EXPLORE THE MATERIAL
#1 Shorten the paragraph beginning "So the final decision we expect on this" from the transcript on abortion laws into a short bulleted list that keeps its main facts.
#2 Write the next part of the transcript on abortion laws, picking up after its final sentence.

Sean McDowell: Mm-hmm (affirmative).

Scott Rae: So the final decision we expect on this, sometime in June of 2022. At the same time, Texas has had an even more restrictive law that they've put in place called the Fetal Heartbeat Act, which basically outlaws abortion after a fetal heartbeat is detected, which is somewhere between six and eight weeks of pregnancy, often before the woman even is aware that she's pregnant. That has a bit of a different twist to it, which I think this is the reason that the Mississippi law is the one being considered by the court. And there's no enforcement procedure by law enforcement themselves in Texas. The way the law is enforced is by private citizens filing lawsuits against the different abortion providers and abortion facilities. So, law enforcement in Texas has essentially abdicated their law enforcement function and turned that over to private citizens.

EXTRACTED DATA
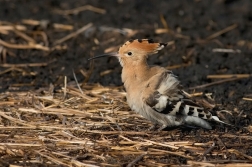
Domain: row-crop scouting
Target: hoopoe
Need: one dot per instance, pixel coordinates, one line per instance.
(155, 92)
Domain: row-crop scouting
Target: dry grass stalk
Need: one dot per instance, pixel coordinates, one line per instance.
(103, 131)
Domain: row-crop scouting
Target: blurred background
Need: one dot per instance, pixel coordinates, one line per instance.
(41, 42)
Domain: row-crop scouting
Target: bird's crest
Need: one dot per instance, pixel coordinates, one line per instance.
(147, 46)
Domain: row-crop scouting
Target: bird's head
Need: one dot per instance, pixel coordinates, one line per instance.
(135, 51)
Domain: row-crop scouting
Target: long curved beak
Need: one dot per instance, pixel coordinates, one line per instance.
(114, 54)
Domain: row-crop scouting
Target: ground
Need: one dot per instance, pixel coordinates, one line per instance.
(47, 121)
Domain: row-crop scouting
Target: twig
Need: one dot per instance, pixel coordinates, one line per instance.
(248, 99)
(214, 35)
(26, 65)
(65, 85)
(24, 36)
(214, 83)
(229, 76)
(19, 46)
(80, 9)
(136, 160)
(77, 82)
(178, 66)
(55, 25)
(69, 36)
(209, 149)
(222, 50)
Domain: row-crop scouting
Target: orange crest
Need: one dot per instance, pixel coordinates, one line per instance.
(143, 46)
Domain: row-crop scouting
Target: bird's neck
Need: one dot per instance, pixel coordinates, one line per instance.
(135, 72)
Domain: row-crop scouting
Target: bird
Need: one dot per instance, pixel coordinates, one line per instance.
(155, 92)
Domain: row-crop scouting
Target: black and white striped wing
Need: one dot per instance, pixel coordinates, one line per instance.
(170, 100)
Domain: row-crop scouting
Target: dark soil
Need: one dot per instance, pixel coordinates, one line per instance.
(191, 24)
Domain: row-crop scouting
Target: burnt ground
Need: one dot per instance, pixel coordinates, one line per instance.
(207, 38)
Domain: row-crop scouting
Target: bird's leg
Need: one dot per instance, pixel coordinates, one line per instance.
(153, 127)
(162, 127)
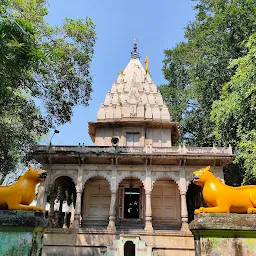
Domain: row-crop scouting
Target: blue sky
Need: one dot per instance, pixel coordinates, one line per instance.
(157, 25)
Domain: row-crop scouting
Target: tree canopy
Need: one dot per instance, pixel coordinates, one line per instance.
(197, 69)
(44, 74)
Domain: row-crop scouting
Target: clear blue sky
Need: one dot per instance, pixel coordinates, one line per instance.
(157, 25)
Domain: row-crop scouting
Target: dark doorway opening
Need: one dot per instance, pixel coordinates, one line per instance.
(132, 203)
(129, 249)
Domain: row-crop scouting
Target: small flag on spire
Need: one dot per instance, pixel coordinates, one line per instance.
(146, 62)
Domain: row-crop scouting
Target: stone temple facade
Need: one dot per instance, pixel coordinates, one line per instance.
(130, 193)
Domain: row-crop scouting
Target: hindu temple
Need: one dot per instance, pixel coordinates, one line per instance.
(130, 193)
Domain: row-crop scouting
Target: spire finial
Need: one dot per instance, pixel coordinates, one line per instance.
(134, 53)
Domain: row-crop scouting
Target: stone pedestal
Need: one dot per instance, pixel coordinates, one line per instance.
(21, 233)
(224, 234)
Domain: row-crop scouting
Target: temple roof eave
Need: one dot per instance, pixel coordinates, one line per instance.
(93, 155)
(160, 124)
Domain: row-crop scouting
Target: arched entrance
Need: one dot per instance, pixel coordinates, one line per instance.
(131, 204)
(129, 249)
(96, 202)
(194, 200)
(165, 201)
(62, 196)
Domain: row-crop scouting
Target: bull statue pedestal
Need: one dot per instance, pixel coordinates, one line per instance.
(22, 225)
(21, 232)
(224, 234)
(228, 225)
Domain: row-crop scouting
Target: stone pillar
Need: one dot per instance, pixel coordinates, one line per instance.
(72, 216)
(148, 222)
(112, 211)
(148, 190)
(76, 223)
(66, 217)
(51, 212)
(42, 196)
(79, 191)
(184, 212)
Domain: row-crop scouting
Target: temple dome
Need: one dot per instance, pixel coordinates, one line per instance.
(134, 96)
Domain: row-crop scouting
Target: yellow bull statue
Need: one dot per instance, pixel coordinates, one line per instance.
(19, 195)
(222, 198)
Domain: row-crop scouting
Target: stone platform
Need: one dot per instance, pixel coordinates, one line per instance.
(224, 234)
(21, 233)
(80, 242)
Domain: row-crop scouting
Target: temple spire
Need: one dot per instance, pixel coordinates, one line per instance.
(134, 54)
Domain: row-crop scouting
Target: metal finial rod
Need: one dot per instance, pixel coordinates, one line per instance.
(134, 53)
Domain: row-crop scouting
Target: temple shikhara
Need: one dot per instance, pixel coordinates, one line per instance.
(130, 193)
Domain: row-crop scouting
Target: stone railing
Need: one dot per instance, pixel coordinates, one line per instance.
(180, 150)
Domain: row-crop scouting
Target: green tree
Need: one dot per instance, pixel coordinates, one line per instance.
(44, 74)
(234, 114)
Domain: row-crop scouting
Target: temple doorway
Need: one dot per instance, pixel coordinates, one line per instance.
(132, 203)
(131, 200)
(129, 249)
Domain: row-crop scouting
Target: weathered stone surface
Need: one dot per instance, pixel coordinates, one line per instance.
(21, 233)
(21, 219)
(223, 221)
(224, 234)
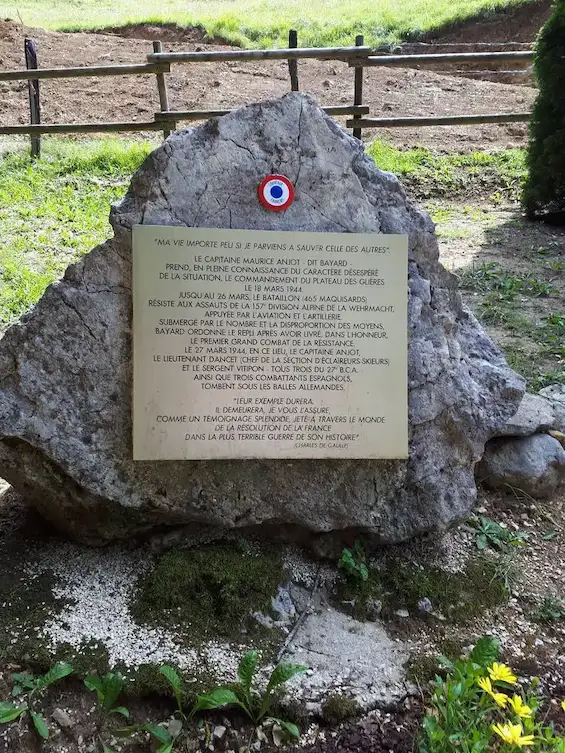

LIST OF ANSWERS
#1
- A final decision is expected sometime in June 2022.
- Texas has a more restrictive law, the Fetal Heartbeat Act, which outlaws abortion once a fetal heartbeat is detected, somewhere between six and eight weeks of pregnancy and often before a woman knows she is pregnant.
- Texas law enforcement does not enforce the law. Instead, private citizens enforce it by filing lawsuits against abortion providers and facilities.
- In effect, Texas law enforcement has handed its enforcement role to private citizens.

#2
Scott Rae: So, this has been, the advocates for the unborn have been waiting for an opportunity like this for an abortion case to actually get to the US Supreme Court. Abortion rights advocates have been very fearful of this day coming because they are afraid that if Roe v. Wade is overturned, then a woman's right to choose to end her pregnancy will be rolled back all over the country. Actually, in my view, neither of those things is necessarily true. We'll talk a little bit further-

Sean McDowell: Sure.

Scott Rae: ... about what's the likely prospect here and what are the implications for that going forward. Does that help, put it in context?

Sean McDowell: Yeah, that's a great background. If I was going to sum up this law then, is it fair to say that it uniquely presses into the stage of viability, which was 24 weeks at Rowe if I remember correctly, so 15 weeks, we're talking nine weeks before this, so two months plus?

Scott Rae: Well, Rowe would would be more in the beginning of the third trimester.

Sean McDowell: Okay.

Scott Rae: So that would be more like what? 32, 28 weeks?

Sean McDowell: Okay.

Scott Rae: Maybe little bit farther along than that.

Sean McDowell: Okay. All right. So in principle then, there could not be any restrictions before viability, and this is significantly before viability.

Scott Rae: Significantly, right.

Sean McDowell: Can states restrict this, whether it's six weeks, Texas, 15 weeks in this law in Mississippi? Is that at its heart what is at stake?

Scott Rae: I'm not exactly sure.

Sean McDowell: Okay.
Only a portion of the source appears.